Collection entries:
+ + + + +

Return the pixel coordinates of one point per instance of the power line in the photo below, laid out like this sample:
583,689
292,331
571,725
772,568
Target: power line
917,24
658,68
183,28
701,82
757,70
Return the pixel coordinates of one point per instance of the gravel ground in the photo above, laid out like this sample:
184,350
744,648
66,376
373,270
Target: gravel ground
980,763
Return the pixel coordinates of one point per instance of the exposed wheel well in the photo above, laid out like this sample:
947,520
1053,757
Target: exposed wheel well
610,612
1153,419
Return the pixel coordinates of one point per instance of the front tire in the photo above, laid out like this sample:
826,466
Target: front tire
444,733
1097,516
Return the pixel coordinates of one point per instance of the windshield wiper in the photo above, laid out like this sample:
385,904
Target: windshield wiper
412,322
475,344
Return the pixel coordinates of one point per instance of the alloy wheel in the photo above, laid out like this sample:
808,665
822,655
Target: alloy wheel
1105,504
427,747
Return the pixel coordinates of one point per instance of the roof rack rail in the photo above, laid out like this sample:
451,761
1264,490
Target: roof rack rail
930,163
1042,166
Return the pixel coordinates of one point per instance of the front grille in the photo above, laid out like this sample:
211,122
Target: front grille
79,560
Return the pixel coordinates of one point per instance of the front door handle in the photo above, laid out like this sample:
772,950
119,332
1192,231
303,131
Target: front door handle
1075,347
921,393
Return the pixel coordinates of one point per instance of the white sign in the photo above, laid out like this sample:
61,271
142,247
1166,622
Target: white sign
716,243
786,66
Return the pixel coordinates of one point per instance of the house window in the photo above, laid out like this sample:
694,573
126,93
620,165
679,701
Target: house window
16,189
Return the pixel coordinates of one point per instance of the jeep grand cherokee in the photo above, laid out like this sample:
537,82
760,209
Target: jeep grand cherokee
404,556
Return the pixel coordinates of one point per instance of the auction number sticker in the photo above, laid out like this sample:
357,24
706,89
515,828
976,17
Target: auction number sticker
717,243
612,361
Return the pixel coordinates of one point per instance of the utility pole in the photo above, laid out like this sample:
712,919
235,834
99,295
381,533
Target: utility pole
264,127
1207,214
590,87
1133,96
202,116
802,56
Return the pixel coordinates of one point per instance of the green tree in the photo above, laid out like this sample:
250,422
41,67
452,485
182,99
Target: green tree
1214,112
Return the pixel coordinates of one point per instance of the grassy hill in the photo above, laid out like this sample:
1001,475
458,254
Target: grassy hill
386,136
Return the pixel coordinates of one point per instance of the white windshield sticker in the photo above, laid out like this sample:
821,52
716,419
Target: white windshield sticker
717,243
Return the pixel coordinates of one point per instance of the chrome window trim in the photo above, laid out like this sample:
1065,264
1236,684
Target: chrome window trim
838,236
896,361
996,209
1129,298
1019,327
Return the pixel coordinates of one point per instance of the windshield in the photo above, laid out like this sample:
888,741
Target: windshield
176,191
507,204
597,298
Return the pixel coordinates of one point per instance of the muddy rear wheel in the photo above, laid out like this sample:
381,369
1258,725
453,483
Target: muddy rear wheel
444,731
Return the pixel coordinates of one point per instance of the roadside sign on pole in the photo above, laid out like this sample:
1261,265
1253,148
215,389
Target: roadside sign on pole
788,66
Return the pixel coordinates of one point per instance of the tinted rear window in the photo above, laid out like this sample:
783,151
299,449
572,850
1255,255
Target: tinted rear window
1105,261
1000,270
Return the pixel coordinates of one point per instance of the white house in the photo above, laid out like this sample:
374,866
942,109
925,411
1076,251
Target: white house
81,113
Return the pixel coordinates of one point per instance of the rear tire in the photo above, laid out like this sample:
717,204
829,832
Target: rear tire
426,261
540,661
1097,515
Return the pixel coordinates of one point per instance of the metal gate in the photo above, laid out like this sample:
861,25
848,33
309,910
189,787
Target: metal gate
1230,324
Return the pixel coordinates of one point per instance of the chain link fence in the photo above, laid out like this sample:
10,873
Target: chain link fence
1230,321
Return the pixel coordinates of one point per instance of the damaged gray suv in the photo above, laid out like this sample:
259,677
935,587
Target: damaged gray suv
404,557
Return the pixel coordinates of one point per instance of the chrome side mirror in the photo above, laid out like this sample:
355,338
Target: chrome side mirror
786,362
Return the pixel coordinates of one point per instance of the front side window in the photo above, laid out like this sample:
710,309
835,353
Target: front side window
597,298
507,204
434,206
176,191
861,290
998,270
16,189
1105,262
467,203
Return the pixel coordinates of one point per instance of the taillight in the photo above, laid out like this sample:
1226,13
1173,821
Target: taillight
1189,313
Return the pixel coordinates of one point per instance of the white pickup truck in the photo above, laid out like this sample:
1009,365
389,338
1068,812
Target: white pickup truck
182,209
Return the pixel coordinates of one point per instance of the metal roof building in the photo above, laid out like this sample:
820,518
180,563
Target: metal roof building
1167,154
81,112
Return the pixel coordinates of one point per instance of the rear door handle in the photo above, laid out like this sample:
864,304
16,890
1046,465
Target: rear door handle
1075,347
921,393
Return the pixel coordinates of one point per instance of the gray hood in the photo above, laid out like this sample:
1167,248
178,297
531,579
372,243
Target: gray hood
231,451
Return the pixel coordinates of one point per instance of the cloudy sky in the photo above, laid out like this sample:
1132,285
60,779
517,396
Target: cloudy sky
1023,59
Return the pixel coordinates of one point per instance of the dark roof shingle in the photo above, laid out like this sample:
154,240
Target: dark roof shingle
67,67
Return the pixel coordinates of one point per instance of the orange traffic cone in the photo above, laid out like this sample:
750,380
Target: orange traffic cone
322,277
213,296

+ + + + +

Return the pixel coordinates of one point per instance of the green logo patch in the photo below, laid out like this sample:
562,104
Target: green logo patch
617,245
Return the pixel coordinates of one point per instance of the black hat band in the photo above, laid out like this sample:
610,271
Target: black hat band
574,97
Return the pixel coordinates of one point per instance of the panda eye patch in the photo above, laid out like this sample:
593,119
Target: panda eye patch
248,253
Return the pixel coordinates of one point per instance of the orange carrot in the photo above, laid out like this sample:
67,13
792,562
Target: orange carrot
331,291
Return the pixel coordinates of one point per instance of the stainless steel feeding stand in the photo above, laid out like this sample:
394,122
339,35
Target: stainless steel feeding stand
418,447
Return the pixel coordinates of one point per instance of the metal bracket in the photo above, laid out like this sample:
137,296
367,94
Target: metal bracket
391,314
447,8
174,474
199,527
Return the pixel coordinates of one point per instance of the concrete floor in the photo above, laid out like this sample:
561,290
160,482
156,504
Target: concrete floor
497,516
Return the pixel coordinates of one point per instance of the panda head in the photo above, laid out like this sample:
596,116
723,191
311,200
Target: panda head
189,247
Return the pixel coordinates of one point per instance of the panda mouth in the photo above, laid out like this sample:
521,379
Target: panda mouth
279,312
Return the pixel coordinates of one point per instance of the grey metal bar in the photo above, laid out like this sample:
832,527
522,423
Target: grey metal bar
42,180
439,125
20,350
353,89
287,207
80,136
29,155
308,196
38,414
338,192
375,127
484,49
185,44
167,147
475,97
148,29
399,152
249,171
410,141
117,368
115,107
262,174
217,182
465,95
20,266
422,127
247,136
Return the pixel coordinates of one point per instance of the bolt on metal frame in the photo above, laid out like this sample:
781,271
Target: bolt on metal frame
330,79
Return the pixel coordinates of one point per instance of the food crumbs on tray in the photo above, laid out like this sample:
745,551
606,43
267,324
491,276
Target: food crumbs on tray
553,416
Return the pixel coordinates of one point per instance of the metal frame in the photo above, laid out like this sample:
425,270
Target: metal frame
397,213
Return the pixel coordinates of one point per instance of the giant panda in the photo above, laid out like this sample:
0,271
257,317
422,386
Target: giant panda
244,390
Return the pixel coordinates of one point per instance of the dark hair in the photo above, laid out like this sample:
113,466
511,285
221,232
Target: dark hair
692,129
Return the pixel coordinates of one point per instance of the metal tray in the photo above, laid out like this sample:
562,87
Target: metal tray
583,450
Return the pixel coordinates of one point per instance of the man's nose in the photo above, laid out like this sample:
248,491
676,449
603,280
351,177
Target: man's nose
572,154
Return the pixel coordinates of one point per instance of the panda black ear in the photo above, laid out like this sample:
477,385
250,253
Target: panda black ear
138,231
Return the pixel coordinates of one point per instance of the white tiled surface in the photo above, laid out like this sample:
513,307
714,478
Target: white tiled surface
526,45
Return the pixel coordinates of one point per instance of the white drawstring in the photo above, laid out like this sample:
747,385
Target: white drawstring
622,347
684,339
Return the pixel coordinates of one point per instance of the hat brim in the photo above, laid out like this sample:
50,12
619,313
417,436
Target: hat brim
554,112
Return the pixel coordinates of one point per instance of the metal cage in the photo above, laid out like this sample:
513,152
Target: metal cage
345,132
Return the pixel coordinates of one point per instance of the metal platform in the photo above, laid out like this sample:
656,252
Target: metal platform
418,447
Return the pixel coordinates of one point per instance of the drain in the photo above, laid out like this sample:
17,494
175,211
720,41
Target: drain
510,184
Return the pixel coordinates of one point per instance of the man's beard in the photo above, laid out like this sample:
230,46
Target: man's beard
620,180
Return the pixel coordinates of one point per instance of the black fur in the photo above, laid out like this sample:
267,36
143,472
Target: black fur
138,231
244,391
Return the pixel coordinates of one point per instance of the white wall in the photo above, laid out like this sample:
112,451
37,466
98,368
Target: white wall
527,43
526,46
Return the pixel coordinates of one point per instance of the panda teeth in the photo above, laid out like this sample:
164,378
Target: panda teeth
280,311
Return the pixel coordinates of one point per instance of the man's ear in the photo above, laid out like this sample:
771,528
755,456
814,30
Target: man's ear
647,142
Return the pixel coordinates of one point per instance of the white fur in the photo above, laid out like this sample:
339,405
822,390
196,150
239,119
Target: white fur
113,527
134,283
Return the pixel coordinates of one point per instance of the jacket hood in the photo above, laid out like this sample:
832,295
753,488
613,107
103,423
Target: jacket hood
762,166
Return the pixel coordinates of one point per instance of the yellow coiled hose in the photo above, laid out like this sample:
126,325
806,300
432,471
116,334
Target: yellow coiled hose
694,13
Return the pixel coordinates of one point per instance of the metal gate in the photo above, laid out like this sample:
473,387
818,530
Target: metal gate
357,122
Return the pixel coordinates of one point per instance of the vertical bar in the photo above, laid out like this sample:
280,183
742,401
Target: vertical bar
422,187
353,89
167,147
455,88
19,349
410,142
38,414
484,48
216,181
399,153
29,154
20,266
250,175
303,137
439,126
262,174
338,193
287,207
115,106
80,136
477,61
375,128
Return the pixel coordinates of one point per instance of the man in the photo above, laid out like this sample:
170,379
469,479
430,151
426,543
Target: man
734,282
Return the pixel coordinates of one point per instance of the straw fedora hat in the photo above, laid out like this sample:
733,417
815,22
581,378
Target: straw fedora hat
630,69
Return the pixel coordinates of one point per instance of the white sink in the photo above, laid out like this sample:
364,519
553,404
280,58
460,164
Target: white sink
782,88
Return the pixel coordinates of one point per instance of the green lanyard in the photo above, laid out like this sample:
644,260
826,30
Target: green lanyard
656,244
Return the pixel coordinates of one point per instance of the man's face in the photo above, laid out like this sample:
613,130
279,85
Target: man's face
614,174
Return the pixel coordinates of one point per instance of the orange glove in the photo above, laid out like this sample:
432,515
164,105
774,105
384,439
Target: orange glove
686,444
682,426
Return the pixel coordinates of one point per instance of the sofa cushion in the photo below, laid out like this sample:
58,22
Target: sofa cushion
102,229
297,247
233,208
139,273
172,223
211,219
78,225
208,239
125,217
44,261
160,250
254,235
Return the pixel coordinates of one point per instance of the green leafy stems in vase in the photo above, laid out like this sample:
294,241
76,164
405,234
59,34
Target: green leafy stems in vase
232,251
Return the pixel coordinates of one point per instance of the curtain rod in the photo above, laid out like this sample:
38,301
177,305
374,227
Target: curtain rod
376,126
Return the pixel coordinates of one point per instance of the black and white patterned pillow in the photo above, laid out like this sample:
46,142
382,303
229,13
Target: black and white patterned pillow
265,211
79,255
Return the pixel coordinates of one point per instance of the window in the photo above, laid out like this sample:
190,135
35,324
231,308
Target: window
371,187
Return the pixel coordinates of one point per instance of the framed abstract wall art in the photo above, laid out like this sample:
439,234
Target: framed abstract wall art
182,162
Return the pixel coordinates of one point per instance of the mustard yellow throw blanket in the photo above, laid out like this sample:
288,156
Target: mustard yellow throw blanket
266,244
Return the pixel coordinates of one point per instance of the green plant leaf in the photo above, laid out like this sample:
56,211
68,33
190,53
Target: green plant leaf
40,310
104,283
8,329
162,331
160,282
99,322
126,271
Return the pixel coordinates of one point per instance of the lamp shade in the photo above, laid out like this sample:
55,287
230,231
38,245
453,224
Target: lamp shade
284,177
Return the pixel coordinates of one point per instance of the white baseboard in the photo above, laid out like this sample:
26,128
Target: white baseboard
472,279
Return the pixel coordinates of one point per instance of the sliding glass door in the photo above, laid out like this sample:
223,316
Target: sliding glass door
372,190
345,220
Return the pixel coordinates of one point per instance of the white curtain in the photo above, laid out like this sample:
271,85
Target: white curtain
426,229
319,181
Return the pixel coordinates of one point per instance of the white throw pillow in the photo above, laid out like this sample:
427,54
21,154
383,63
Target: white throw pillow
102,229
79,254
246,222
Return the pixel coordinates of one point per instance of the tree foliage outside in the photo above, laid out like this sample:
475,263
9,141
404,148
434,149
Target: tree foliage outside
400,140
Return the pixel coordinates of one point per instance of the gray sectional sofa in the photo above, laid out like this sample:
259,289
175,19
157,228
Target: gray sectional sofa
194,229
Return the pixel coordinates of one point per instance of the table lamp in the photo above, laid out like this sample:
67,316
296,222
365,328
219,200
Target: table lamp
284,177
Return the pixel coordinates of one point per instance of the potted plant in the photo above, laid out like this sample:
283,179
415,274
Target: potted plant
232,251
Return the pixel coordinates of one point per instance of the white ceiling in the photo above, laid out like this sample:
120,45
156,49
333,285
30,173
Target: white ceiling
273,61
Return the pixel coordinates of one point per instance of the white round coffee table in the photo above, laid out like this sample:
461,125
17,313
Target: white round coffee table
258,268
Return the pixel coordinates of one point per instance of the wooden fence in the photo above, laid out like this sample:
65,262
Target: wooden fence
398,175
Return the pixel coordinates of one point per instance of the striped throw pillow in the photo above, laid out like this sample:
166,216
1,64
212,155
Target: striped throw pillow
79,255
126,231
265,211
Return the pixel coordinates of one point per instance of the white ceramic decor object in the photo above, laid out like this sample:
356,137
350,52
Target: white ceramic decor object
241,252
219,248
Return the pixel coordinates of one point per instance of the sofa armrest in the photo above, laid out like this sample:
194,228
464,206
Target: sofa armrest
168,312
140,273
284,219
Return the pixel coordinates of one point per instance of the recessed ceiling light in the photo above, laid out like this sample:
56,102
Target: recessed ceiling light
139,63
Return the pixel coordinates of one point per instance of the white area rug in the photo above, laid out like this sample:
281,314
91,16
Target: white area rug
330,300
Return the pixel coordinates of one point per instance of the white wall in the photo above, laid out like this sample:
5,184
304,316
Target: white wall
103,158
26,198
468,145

+ + + + +

- REQUEST -
List each line of the data above that contains the word "cloudy". Only count matches with the same uppercase and lowercase letters.

- EXERCISE RESPONSE -
Return the pixel coordinates of one point per instance of the cloudy sky in the photo above, laid out like this sample:
Target: cloudy sky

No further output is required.